[Dataset excerpts]
========

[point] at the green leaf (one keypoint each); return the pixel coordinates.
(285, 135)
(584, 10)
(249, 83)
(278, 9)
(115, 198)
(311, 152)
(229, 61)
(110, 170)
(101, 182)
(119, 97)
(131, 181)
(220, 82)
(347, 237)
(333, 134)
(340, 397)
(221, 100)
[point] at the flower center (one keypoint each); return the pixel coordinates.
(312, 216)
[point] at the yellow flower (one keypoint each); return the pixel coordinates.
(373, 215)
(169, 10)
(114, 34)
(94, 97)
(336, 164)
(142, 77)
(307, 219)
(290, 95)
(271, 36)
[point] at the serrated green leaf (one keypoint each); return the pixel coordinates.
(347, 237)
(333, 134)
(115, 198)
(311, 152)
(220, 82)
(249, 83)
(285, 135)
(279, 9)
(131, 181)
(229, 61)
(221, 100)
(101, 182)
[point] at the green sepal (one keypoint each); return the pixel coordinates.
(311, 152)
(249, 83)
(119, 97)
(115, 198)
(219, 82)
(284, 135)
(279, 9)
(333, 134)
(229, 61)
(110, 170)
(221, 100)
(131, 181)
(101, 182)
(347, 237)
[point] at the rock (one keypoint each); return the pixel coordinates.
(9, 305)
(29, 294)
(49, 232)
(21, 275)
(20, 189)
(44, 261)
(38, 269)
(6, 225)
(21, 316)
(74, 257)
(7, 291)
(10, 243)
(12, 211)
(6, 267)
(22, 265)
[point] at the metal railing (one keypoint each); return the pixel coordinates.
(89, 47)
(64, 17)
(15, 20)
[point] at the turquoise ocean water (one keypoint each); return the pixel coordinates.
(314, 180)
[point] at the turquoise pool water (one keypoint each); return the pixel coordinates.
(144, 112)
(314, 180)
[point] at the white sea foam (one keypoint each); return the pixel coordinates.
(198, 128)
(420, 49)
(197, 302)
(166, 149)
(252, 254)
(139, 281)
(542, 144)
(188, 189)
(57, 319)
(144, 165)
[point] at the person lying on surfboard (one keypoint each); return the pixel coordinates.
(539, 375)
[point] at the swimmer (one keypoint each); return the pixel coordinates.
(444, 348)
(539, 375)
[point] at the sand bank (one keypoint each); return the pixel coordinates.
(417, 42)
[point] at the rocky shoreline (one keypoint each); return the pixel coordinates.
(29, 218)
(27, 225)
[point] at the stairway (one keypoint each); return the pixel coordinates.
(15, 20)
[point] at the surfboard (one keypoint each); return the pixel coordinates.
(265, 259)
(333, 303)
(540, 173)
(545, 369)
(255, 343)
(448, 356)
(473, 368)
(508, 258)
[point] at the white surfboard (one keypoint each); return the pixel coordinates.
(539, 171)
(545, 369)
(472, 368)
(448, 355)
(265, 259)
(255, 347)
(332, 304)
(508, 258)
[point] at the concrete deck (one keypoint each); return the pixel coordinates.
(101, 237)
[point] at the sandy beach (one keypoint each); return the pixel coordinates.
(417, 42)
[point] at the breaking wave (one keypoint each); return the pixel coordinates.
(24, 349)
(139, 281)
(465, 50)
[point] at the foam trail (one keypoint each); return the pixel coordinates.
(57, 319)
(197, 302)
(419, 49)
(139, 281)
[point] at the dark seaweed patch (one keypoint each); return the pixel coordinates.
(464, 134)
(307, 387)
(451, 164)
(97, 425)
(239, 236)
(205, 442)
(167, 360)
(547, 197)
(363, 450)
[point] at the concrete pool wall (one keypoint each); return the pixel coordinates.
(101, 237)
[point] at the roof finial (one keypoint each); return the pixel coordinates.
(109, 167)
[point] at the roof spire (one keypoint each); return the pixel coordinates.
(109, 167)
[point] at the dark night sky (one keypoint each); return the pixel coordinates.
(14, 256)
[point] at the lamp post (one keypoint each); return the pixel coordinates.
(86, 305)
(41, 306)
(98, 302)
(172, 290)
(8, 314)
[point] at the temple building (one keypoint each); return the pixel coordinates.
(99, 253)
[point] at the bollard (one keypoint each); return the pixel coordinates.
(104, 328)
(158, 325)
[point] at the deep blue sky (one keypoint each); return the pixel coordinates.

========

**About this task:**
In the lines above, every record is to be repeated exactly.

**Response to the task:**
[point] at the green leaf (one keypoint each); return the pixel coordinates.
(285, 135)
(584, 10)
(249, 83)
(278, 9)
(115, 198)
(311, 152)
(229, 61)
(110, 170)
(101, 182)
(119, 97)
(131, 181)
(220, 82)
(347, 237)
(333, 134)
(340, 397)
(221, 100)
[point] at the flower center (one keypoint each); return the pixel coordinates.
(312, 216)
[point] at the yellow flower (one keypoint each); return the pixel coordinates.
(373, 215)
(169, 10)
(114, 34)
(94, 97)
(336, 164)
(142, 77)
(307, 219)
(290, 95)
(271, 36)
[point] at the serrated green leaf (one keypoint each); return the pixel coordinates.
(347, 237)
(333, 134)
(115, 198)
(311, 152)
(220, 82)
(249, 83)
(285, 135)
(279, 9)
(131, 181)
(229, 61)
(221, 100)
(101, 182)
[point] at the green sepal (one keypoint each); return the pixel coordinates.
(311, 152)
(249, 83)
(119, 97)
(115, 198)
(219, 82)
(284, 135)
(279, 9)
(333, 134)
(229, 61)
(110, 170)
(221, 100)
(131, 181)
(101, 182)
(347, 237)
[point] at the rock (one keypoint each); return the pixel coordinates.
(9, 305)
(29, 294)
(49, 232)
(21, 275)
(20, 189)
(44, 261)
(38, 269)
(6, 225)
(21, 316)
(74, 257)
(7, 291)
(10, 243)
(12, 211)
(6, 267)
(22, 265)
[point] at the metal railing (one keypoint each); return the pixel coordinates.
(89, 47)
(64, 17)
(15, 20)
[point] at the turquoise ocean water (one keypoint each); return the pixel coordinates.
(314, 180)
[point] at the turquoise pool water (one keypoint each); return the pixel coordinates.
(144, 112)
(314, 180)
[point] at the white sea foam (one keypoint each); return the pixel coordinates.
(198, 128)
(420, 49)
(197, 302)
(166, 149)
(252, 254)
(139, 281)
(542, 144)
(188, 189)
(57, 319)
(144, 165)
[point] at the person lying on surfboard (one keypoint each); return the pixel coordinates.
(539, 375)
[point] at the swimmer (one keypoint each); return the pixel coordinates.
(444, 348)
(539, 375)
[point] at the sand bank (one keypoint each); return the pixel coordinates.
(417, 42)
[point] at the rocky shoreline (one keypoint each); return the pixel coordinates.
(29, 218)
(27, 225)
[point] at the stairway (one keypoint each); return the pixel coordinates.
(15, 20)
[point] at the surfboard (one keypoint each); return the pixel coordinates.
(265, 259)
(333, 303)
(540, 173)
(545, 369)
(255, 343)
(448, 356)
(473, 368)
(508, 258)
[point] at the white surfboard (one keypoint each); return the pixel coordinates.
(539, 171)
(545, 369)
(472, 368)
(448, 355)
(265, 259)
(255, 347)
(332, 304)
(508, 258)
[point] at the concrete deck (one keypoint each); return the pixel coordinates.
(101, 237)
[point] at the sandy beach (one keypoint each); return the pixel coordinates.
(417, 42)
[point] at the breaking wave (one keypoint each); return the pixel coordinates.
(24, 349)
(139, 281)
(465, 50)
[point] at the foam trail (one keypoint each); return the pixel coordinates.
(57, 319)
(197, 302)
(419, 49)
(139, 281)
[point] at the dark seaweed patch (one keypoint each); return the pixel coordinates.
(464, 134)
(307, 387)
(451, 164)
(97, 425)
(239, 236)
(205, 442)
(167, 360)
(547, 197)
(363, 450)
[point] at the concrete pool wall (one keypoint each); return the pixel coordinates.
(101, 237)
[point] at the roof finial (one keypoint each); return the pixel coordinates.
(109, 167)
[point] at the roof spire (one keypoint each); return the pixel coordinates.
(109, 167)
[point] at the dark night sky (one keypoint each); return the pixel coordinates.
(14, 256)
[point] at the lamp post (one keypoint each); return the pixel coordinates.
(86, 305)
(41, 306)
(98, 302)
(172, 290)
(8, 314)
[point] at the temple building (one keypoint each); return the pixel coordinates.
(99, 253)
[point] at the bollard (one keypoint each); return the pixel coordinates.
(104, 328)
(158, 325)
[point] at the deep blue sky (one keypoint each); return the pixel coordinates.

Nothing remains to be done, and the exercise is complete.